→ Work instruction
Return the listing below exactly as it stands. Pictures stay out.

→ Data shown
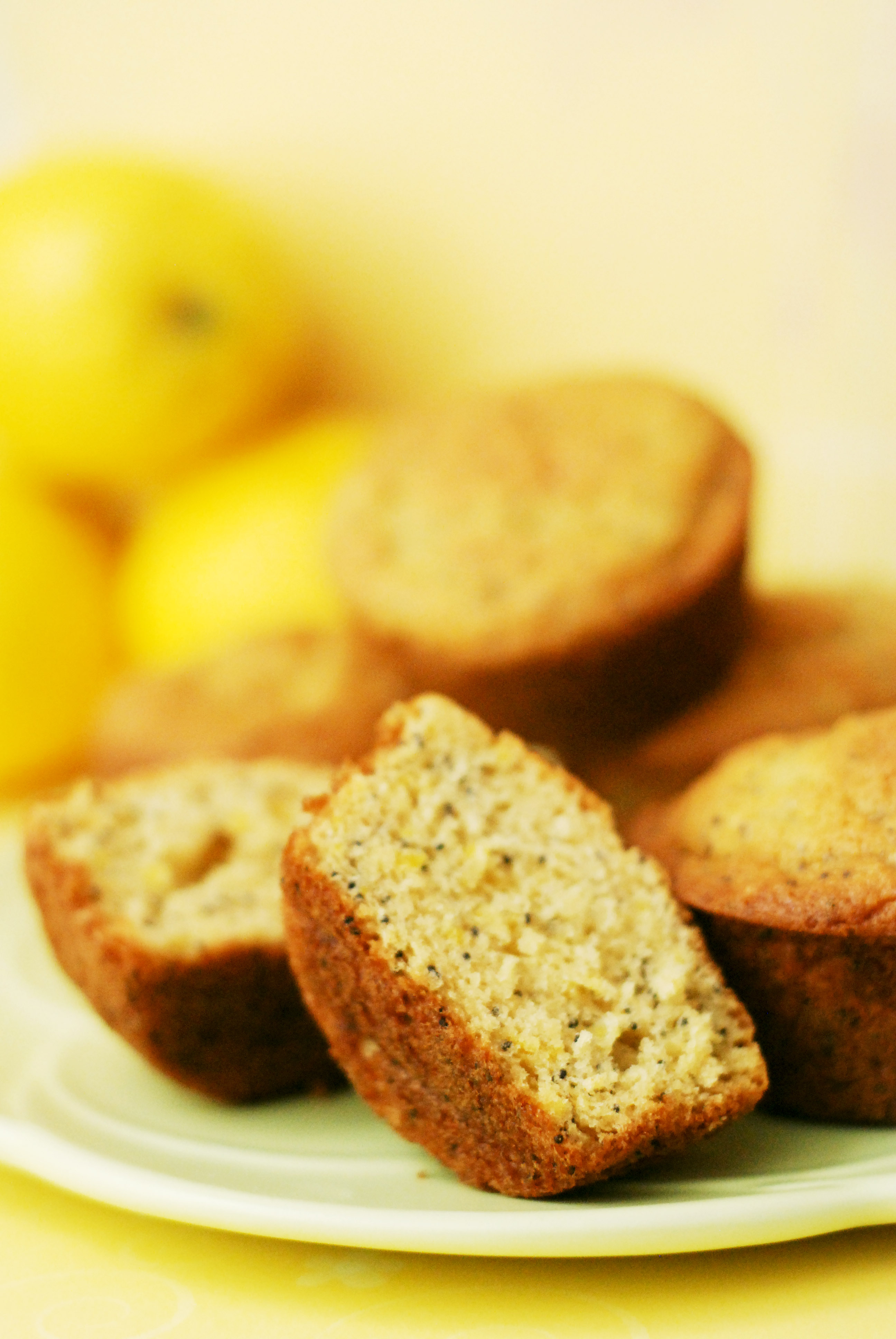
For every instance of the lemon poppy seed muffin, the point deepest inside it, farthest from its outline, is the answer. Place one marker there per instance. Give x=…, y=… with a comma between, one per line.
x=501, y=979
x=788, y=851
x=810, y=658
x=312, y=694
x=160, y=895
x=564, y=560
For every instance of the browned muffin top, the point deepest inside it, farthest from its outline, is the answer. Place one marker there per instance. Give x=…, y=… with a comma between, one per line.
x=310, y=694
x=797, y=832
x=539, y=520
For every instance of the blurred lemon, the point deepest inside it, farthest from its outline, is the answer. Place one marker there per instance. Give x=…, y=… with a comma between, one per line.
x=55, y=615
x=147, y=318
x=239, y=548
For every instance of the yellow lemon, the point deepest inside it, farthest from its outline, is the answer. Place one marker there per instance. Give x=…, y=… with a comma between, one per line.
x=239, y=547
x=55, y=619
x=147, y=318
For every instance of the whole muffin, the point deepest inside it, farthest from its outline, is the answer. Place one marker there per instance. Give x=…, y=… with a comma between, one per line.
x=564, y=560
x=788, y=851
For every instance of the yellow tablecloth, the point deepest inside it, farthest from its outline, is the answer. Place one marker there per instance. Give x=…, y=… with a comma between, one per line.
x=75, y=1270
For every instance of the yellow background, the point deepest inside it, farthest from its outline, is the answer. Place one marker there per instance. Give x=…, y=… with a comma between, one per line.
x=487, y=189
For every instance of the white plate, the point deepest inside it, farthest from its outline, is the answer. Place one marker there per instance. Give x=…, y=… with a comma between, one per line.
x=82, y=1112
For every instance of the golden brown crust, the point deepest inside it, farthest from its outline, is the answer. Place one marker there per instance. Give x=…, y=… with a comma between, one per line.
x=311, y=695
x=788, y=849
x=227, y=1022
x=810, y=658
x=608, y=659
x=796, y=832
x=436, y=1084
x=825, y=1014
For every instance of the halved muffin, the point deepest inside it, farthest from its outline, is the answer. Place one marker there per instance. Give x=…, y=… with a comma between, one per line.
x=160, y=895
x=499, y=977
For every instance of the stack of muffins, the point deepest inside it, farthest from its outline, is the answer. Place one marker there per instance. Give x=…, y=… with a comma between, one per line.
x=564, y=563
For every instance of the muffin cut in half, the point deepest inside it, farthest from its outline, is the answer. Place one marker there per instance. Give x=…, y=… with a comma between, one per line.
x=314, y=695
x=160, y=895
x=499, y=977
x=564, y=560
x=788, y=849
x=810, y=658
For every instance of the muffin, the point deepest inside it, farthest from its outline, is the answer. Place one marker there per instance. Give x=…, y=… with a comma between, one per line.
x=810, y=658
x=160, y=895
x=563, y=560
x=788, y=851
x=312, y=695
x=500, y=978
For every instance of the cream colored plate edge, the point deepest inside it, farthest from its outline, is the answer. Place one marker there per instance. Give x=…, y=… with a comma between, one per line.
x=78, y=1109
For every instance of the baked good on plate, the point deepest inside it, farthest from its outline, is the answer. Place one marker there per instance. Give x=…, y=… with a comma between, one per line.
x=499, y=977
x=312, y=695
x=160, y=895
x=788, y=849
x=564, y=560
x=810, y=658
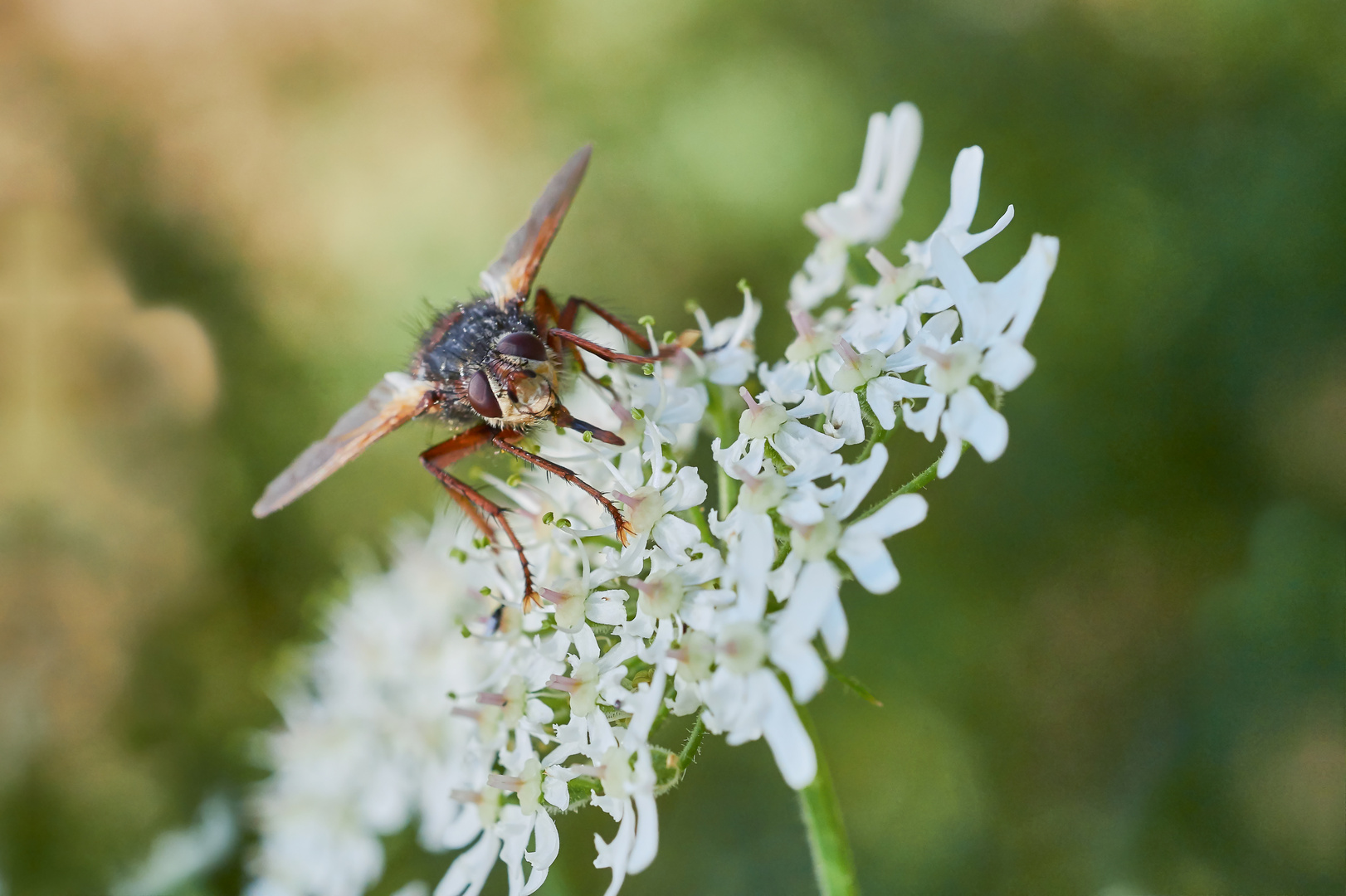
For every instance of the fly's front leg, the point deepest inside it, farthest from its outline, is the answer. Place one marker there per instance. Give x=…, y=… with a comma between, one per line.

→ Task result
For every instance of the lemon poppy seed muffin, the point deepest inside it, farthest from its outline, is the answer. Place one marker there per instance. Give x=…, y=… with a comma between, one per line.
x=501, y=979
x=788, y=851
x=810, y=658
x=312, y=694
x=160, y=895
x=564, y=560
For every instance of the browned muffin top, the point deepest inside it, farthest from its outline, is the answer. Place one marker there per instance. Give x=…, y=… with a comma between, one per line.
x=310, y=694
x=797, y=832
x=539, y=520
For every instance of the blurred lemon, the point deepest inside it, farthest from its outline, is the answer. Place one marker there per instance. Give x=…, y=… with a comma between, one per line.
x=55, y=615
x=147, y=318
x=239, y=548
For every instance of the yellow lemon, the point deepest inside it, farthest from its outline, is the answer. Place one marker there per instance. Give x=…, y=… with a comma between, one per line.
x=239, y=547
x=55, y=619
x=147, y=318
For every instance of the whole muffin, the point deepest inside it, farthest from its outline, is the answer. Place one marker there per instance. Give x=…, y=… with a comma between, one per line.
x=564, y=560
x=788, y=851
For every instance of the yellow tablecloth, the point deepest inside it, farthest from its outline, is the answer. Place one marker there per instance. Give x=…, y=… with a comma between, one per line.
x=75, y=1270
For every instance of the yellow background, the point deepest inside it, farthest from its outline, is the answer. Place one marker there per instance. Give x=…, y=… with a comma between, one per line.
x=487, y=189
For every instance of the white plate, the point deepest inside it, farthest from its outline, is the answer. Place one marker there per instance. Give x=…, y=… with a comma between, one per line.
x=82, y=1112
For every instance of the golden brown crust, the point deepest inside it, farthest from its outline, is the answer. Place one marker there per instance. Give x=…, y=… with a comma between, one per line.
x=311, y=695
x=788, y=849
x=227, y=1022
x=810, y=658
x=608, y=659
x=796, y=832
x=436, y=1084
x=825, y=1014
For every instance of the halved muffin, the point deepest inside it, farthest from its outline, is the answer. Place one marker there per instance. Give x=…, y=… with a comma between, one per line.
x=160, y=895
x=499, y=977
For every instance of the stack of muffins, the point deepest inside it, farthest from its outline, is the answer. Place one marker there per instance. Give x=…, y=… with a comma between, one per line.
x=564, y=563
For every instance of the muffin cut in half, the point deepest inside it, farthest from its outline, is the answer. Place one marker there per instance. Give x=…, y=… with a comma between, one per line.
x=314, y=695
x=160, y=895
x=499, y=977
x=564, y=560
x=788, y=849
x=810, y=658
For every instance of the muffin, the point deepest inside it, farthest from its outline, is the answer. Place one marker there per instance. Give x=…, y=… with a comma between, one per line.
x=810, y=658
x=160, y=895
x=563, y=560
x=788, y=851
x=312, y=695
x=500, y=978
For every instance of the cream colored plate edge, the point deepest inside it, farthest from its outline, is the answer. Place one marker there per instance. Give x=…, y=… with a comma between, one per line.
x=78, y=1109
For every instance of the baked good on plate, the point deepest inside it, farthest from its outline, is the answer. Place one marker there per instance. Give x=…, y=… with a comma between, one per line.
x=499, y=977
x=312, y=695
x=160, y=895
x=788, y=849
x=564, y=560
x=810, y=658
For every instance of the fly's front leg, the point deepest inside it, farthest from its outline, is the answer. Place one marker there per instance. Give x=…, y=… with a comma between, one per line.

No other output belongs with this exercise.